RECORD EXTRACTS:
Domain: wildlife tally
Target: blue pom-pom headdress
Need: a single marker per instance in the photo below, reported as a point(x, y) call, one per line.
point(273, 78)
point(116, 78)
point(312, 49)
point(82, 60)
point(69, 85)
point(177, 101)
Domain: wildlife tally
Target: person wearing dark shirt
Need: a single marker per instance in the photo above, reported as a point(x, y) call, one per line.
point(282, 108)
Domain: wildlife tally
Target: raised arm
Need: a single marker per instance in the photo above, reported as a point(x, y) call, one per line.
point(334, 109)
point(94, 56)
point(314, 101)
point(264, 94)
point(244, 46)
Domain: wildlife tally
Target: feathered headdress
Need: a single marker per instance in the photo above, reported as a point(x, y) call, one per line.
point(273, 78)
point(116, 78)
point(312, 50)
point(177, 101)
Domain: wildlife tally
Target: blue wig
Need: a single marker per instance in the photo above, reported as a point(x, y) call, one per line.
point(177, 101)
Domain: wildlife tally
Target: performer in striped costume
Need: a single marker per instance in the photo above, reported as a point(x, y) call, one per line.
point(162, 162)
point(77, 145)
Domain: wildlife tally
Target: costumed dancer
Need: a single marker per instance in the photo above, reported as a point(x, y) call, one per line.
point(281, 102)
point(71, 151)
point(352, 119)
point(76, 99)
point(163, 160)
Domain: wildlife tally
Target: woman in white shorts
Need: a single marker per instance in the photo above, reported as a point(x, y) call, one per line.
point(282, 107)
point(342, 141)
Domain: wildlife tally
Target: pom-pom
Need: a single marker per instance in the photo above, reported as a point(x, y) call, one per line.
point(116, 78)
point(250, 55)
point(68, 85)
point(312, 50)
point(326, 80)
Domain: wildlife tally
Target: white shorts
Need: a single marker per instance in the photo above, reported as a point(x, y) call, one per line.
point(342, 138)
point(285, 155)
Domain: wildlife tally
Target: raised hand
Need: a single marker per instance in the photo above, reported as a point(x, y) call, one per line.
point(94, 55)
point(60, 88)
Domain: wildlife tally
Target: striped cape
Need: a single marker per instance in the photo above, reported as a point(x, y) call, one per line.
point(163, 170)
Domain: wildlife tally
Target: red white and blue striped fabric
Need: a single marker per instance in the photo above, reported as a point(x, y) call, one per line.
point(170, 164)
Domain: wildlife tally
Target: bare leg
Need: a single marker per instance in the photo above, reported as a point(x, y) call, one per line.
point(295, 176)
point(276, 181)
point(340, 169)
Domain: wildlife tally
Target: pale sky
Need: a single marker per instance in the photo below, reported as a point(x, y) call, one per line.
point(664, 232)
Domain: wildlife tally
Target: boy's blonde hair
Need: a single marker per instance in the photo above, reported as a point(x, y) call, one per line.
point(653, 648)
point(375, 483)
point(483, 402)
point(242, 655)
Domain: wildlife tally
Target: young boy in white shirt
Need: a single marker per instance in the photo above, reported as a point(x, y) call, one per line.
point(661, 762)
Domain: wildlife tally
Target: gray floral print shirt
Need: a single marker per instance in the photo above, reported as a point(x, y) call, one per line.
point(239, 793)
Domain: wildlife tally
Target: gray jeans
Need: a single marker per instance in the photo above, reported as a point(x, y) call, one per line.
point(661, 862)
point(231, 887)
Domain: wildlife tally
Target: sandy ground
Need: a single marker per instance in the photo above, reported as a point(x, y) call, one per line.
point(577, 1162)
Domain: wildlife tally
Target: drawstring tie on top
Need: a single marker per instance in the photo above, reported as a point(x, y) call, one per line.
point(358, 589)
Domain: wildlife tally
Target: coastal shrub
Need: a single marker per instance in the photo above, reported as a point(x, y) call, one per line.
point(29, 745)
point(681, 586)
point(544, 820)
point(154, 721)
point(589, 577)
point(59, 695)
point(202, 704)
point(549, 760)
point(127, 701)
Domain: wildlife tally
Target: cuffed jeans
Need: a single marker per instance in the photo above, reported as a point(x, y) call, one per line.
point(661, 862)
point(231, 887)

--

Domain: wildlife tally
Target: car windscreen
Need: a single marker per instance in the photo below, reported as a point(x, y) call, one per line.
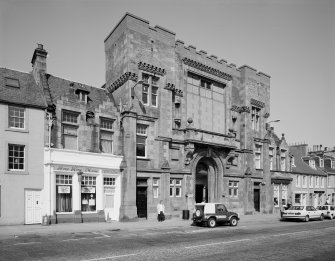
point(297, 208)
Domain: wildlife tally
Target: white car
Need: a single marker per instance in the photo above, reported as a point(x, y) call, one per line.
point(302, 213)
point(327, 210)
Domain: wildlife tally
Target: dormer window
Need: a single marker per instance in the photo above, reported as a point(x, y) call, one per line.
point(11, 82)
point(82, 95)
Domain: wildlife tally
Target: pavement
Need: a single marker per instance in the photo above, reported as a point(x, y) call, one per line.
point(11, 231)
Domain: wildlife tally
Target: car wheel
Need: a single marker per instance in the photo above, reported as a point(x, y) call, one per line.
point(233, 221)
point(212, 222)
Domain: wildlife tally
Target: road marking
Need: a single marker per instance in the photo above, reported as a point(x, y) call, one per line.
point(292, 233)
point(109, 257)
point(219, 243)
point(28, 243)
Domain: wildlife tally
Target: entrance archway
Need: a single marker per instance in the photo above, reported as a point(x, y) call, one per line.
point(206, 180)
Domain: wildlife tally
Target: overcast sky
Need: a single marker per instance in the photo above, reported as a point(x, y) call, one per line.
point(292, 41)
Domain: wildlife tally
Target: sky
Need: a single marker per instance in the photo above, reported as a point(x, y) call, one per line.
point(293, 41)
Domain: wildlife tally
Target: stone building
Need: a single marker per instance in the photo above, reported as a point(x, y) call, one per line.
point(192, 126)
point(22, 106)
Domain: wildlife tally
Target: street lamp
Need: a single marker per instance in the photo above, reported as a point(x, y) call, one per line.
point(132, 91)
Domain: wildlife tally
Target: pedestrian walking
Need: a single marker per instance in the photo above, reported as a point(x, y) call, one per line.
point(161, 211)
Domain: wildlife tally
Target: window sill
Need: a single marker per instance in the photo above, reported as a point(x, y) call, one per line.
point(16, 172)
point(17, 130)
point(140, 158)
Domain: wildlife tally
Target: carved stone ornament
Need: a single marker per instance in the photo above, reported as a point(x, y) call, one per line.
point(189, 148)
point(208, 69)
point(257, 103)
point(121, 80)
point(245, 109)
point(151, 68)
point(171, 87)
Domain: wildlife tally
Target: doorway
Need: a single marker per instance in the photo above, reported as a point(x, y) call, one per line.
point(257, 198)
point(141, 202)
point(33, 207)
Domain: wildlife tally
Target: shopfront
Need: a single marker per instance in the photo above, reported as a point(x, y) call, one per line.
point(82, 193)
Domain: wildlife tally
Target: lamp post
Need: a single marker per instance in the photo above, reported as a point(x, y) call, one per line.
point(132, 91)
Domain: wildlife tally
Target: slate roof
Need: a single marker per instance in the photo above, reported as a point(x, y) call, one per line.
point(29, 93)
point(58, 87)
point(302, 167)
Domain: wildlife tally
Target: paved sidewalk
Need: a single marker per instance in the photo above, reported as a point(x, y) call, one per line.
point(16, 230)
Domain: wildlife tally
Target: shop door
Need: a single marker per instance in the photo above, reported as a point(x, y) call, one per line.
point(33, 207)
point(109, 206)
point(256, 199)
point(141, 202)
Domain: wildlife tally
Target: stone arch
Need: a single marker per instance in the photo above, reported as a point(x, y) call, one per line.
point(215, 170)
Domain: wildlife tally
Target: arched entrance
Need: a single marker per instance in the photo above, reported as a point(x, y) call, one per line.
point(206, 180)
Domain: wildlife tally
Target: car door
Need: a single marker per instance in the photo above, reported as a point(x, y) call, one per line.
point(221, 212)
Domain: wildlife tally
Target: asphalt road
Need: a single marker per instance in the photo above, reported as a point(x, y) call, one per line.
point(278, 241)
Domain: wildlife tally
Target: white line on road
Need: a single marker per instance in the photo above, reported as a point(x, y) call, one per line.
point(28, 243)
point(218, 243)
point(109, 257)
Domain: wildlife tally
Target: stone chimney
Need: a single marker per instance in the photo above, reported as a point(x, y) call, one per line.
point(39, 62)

WORK INSTRUCTIONS: Locate every line of the records above that contains the word "window" and copy each such line in full. Matches are case-sensitive.

ANSWER TO THE EXERCISE:
Target: dormer window
Target: window sill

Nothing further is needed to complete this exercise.